GOAL OF THE EXERCISE
Reproduce every one of the rows below word for word, in the same order.

DATA SECTION
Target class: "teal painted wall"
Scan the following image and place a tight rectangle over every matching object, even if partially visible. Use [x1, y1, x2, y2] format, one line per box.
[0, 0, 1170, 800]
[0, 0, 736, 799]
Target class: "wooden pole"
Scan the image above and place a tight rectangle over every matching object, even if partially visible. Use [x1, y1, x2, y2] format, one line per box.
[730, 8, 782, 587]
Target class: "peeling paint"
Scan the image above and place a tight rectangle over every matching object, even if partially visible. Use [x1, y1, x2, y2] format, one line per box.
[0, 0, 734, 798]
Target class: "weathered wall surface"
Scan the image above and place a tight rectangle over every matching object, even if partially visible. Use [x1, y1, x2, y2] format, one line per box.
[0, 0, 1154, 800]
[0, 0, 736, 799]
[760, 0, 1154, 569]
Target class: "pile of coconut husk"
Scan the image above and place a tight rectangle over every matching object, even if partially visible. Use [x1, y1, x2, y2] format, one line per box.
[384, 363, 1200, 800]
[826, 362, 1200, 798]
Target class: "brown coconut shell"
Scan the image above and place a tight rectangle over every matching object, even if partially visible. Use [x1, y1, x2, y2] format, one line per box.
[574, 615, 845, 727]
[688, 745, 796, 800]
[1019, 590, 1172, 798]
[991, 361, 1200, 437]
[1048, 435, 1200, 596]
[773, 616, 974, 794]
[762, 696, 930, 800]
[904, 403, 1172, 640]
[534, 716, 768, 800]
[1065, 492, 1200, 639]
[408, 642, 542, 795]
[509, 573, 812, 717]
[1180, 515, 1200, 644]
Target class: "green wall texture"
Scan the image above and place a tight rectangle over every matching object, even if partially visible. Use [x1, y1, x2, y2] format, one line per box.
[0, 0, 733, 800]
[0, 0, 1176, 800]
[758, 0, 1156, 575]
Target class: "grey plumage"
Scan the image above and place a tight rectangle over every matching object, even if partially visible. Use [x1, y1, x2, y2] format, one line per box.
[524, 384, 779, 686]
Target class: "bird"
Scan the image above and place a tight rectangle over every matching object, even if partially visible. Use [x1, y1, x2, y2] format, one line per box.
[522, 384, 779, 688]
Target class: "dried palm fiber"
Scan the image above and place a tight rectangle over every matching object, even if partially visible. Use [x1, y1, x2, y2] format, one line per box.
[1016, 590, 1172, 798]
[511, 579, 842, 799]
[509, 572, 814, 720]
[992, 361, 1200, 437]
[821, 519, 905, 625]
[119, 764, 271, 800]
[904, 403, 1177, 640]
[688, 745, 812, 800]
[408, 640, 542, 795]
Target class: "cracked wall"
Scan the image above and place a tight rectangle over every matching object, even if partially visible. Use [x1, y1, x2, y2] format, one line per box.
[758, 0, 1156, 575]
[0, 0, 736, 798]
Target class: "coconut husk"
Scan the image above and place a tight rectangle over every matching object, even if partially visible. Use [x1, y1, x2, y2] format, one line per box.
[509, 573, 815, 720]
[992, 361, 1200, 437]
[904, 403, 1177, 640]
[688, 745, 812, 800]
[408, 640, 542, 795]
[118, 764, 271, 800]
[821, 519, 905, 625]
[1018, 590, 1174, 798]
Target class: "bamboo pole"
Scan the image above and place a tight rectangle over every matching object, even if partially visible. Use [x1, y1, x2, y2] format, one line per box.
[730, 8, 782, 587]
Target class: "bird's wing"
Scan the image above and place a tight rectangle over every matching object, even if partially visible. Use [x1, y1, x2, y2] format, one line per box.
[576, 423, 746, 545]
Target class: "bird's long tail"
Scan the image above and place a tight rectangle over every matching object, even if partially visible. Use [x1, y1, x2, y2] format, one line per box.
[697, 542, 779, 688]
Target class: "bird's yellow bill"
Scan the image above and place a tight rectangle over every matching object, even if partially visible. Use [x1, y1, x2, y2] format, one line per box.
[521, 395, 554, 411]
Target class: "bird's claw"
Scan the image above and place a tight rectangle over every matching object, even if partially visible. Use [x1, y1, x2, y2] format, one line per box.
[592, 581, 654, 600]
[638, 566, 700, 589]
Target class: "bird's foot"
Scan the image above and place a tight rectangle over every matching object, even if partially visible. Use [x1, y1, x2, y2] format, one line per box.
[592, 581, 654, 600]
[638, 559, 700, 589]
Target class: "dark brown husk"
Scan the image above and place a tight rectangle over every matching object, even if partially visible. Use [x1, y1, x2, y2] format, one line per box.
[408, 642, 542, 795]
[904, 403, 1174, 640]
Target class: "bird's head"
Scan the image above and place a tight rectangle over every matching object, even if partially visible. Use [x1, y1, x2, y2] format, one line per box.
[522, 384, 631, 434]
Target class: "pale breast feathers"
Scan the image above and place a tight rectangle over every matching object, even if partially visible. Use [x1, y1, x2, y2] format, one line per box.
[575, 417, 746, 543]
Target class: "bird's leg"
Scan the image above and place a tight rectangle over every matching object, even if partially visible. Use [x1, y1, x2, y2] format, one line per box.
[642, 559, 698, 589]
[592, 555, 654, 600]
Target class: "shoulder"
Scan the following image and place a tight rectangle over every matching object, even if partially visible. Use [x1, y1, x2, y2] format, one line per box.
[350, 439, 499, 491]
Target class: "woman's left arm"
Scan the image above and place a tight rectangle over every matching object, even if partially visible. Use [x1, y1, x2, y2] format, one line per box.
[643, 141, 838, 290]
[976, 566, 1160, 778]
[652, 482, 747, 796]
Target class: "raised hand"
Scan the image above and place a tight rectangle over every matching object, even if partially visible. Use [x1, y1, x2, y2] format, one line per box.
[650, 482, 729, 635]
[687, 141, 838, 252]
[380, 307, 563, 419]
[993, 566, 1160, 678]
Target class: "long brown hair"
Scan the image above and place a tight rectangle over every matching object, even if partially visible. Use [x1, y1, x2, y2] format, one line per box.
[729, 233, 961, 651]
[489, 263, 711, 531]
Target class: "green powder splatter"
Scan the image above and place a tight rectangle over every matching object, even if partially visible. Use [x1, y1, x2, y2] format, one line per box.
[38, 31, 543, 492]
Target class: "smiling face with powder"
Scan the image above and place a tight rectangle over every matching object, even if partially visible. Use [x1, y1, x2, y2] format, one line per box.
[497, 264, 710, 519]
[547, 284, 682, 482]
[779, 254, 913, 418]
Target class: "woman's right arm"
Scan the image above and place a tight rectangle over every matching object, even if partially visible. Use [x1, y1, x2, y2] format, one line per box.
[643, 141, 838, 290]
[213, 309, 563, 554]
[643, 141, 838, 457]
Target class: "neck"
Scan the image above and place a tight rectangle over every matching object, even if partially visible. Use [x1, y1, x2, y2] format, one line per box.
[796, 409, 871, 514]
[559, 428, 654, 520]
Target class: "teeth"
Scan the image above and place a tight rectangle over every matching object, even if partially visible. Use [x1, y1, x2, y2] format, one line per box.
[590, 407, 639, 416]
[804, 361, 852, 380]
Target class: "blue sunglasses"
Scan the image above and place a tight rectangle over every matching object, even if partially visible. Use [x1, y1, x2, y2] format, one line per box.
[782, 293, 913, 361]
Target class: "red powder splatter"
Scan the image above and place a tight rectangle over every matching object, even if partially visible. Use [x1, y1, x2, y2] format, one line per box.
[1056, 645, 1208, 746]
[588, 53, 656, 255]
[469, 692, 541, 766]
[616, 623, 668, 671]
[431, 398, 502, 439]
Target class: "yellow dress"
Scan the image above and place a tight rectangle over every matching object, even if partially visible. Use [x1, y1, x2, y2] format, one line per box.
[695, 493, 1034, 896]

THE ANSWER
Target class: "teal painted wall"
Scan the following image and place a tight rectangle over every matching object, even if partially visible. Use [x1, y1, x2, y2] format, one line per box.
[0, 0, 1170, 800]
[0, 0, 736, 799]
Target class: "wooden pole"
Scan the image above and place a tight rectangle over every matching object, even if partially visible. Use [x1, y1, x2, y2] format, one line per box.
[730, 8, 782, 587]
Target class: "peeling paint"
Scan the image above and place a tight rectangle over every matching object, even if partially visible. Use [x1, y1, x2, y2] format, one line per box.
[0, 0, 734, 798]
Target class: "weathered wall surface"
Scan the image above and place a tight rectangle over every matching object, even if partially visible. Use [x1, y1, x2, y2] format, one line per box.
[0, 0, 1154, 800]
[0, 0, 736, 799]
[760, 0, 1154, 569]
Target class: "pile of coconut husk"
Scan the image above and place a tight rectangle over every matching object, even if partially visible. Use [x1, y1, x2, y2] format, one line per box.
[384, 363, 1200, 800]
[826, 362, 1200, 798]
Target class: "brown coconut shell"
Scan the image above and place a tight rectangle over every matching object, even if partially visible. Use [x1, y1, x2, y2] format, one line per box.
[574, 615, 845, 727]
[688, 745, 796, 800]
[1019, 590, 1172, 798]
[991, 361, 1200, 437]
[1048, 435, 1200, 596]
[773, 616, 974, 794]
[762, 696, 930, 800]
[904, 403, 1172, 640]
[534, 716, 768, 800]
[1065, 492, 1200, 639]
[408, 642, 542, 795]
[509, 573, 812, 717]
[1180, 515, 1200, 644]
Target class: "green wall texture"
Scan the image above and place a tight rectangle over every matching object, even if partially visible. Use [x1, y1, x2, y2] format, one line per box.
[0, 0, 733, 800]
[0, 0, 1176, 800]
[758, 0, 1156, 575]
Target class: "grey plumage"
Scan the image above and place a tight rectangle over every matching object, even if partially visible. Use [x1, y1, x2, y2] format, one line per box.
[524, 384, 779, 686]
Target class: "bird"
Scan the image above and place a tight rectangle over every matching object, even if partially visible. Use [x1, y1, x2, y2] format, one line per box.
[522, 384, 779, 688]
Target class: "dried palm fiber"
Scan the image above and place a tight rectangle over every matching object, even if partially visible. Use [x1, y1, x2, y2] format, one line per box.
[1016, 590, 1172, 798]
[511, 579, 842, 799]
[509, 572, 814, 720]
[992, 361, 1200, 437]
[821, 519, 905, 625]
[119, 764, 271, 800]
[904, 403, 1177, 640]
[688, 745, 812, 800]
[408, 640, 542, 795]
Target class: "cracked wall"
Scan the image above and place a tight rectangle over every matching object, even if partially visible. Use [x1, y1, x2, y2] format, one line per box.
[758, 0, 1156, 575]
[0, 0, 736, 798]
Target class: "coconut husk"
Scan the image above and place a tight rectangle over every matching object, even if partially visible. Use [x1, y1, x2, y2] format, one line per box.
[509, 573, 815, 720]
[992, 361, 1200, 437]
[904, 403, 1177, 640]
[688, 745, 812, 800]
[408, 640, 542, 795]
[118, 764, 271, 800]
[821, 519, 905, 625]
[1018, 590, 1174, 798]
Target class: "bamboo pole"
Scan the image above and place a tight rectangle over every matching object, even if partially visible. Use [x1, y1, x2, y2] format, one line per box.
[730, 8, 782, 587]
Target class: "bird's wing"
Scan the image above and place a tight rectangle over every matching object, even if partially visible. Use [x1, y1, x2, y2] format, one line per box.
[576, 423, 746, 545]
Target class: "bird's long tail"
Scan the image above and place a tight rectangle over every matching object, even if partially visible. Use [x1, y1, x2, y2] format, one line per box.
[697, 542, 779, 688]
Target class: "bird's yellow bill"
Scan the image above and place a tight rectangle over every matching object, even if partially visible. Use [x1, y1, x2, y2] format, one line per box.
[521, 395, 554, 411]
Target class: "bird's claw"
Scan the image above and place a tight rectangle over every matching object, even if partially visible. Use [x1, y1, x2, y2] format, one line per box.
[592, 581, 654, 600]
[638, 566, 700, 589]
Target class: "bird's foot"
Scan the image above and place a tight rectangle over every matching object, even if partially visible. Use [x1, y1, x2, y2] format, one line per box.
[592, 581, 654, 600]
[638, 559, 700, 589]
Target class: "dark brown husk"
Scan the image above and place a tight rectangle over every matching object, even if partially visible. Use [x1, y1, x2, y2] format, one line per box.
[408, 642, 542, 795]
[904, 403, 1174, 640]
Target class: "bird's head"
Scan the image above and place a tight rectangle over every matching object, even if partially visible. Use [x1, y1, x2, y2] format, one line per box.
[522, 384, 631, 434]
Target class: "pale breast feathers"
Scan the image above and place a tight rectangle over every matching object, even if partially visible. Use [x1, y1, x2, y2] format, one line per box.
[575, 417, 746, 543]
Target class: "bird's leg"
Scan the image above and place a tight rectangle over every matching object, even if partially visible. Use [x1, y1, x2, y2] format, one line per box.
[642, 559, 698, 589]
[592, 555, 654, 600]
Target class: "shoulder"
Scan the following image and place a tight rectangle over every matching object, even if partially visible. Use [x1, y1, x2, y2] format, one line per box.
[350, 439, 499, 491]
Target class: "woman's left arm"
Scan the image above and place a tight rectangle over every matching object, even if partially visible. Use [x1, y1, x2, y2] format, one line per box.
[643, 141, 838, 290]
[976, 566, 1160, 778]
[652, 482, 747, 796]
Target class: "raised hand"
Scan the image above and place a tight rectangle over every matching object, even if partially visible. Use [x1, y1, x2, y2] format, one line per box.
[650, 482, 729, 635]
[687, 141, 838, 252]
[380, 307, 563, 419]
[993, 566, 1160, 678]
Target class: "long brown hair"
Scan the image above and place a tight rectangle over every matching object, even if partially visible. Use [x1, y1, x2, y2] format, one line per box.
[729, 233, 961, 651]
[489, 263, 711, 531]
Target class: "green powder splatter"
Scan the image above and place a tight rectangle over every matching object, even if partially visible. Use [x1, y1, x2, y2] format, one line per box.
[38, 31, 543, 492]
Target class: "smiling face with powder"
Scan the image above and place a tight rectangle over every matching object, even if partially visible. Use [x1, y1, x2, y2] format, one line per box.
[497, 264, 710, 519]
[547, 284, 682, 482]
[779, 254, 913, 418]
Target class: "woman's right arm"
Scan the image above and place a tight rectangle over every matching object, even if partially visible. Use [x1, y1, x2, y2] format, one line per box.
[643, 141, 838, 290]
[213, 309, 563, 554]
[643, 141, 838, 457]
Target class: "neck"
Scan the image above and place a tight rectangle over every matching object, even if partially visible. Use [x1, y1, x2, y2] format, one line per box.
[796, 409, 871, 514]
[559, 428, 654, 520]
Target class: "teeth"
Scan the image above and place a tight rectangle over every matching object, even if partially visible. Use [x1, y1, x2, y2] format, one line per box.
[590, 407, 639, 416]
[804, 361, 852, 380]
Target class: "blue sunglasses"
Scan the image above and place a tight rectangle over every matching object, even if partially visible. Use [x1, y1, x2, y2] format, one line per box.
[782, 293, 913, 361]
Target class: "red powder splatter"
Scan the image above and place a tight rectangle over every matching object, even if partially visible. Use [x1, y1, x2, y2] format, one line per box.
[1056, 645, 1208, 746]
[588, 53, 656, 255]
[469, 692, 541, 766]
[616, 623, 668, 671]
[431, 398, 502, 439]
Target class: "yellow dress"
Scan the image above and place a tight rectangle over every matching object, even if partially visible. Use [x1, y1, x2, y2] format, one line per box.
[695, 493, 1034, 896]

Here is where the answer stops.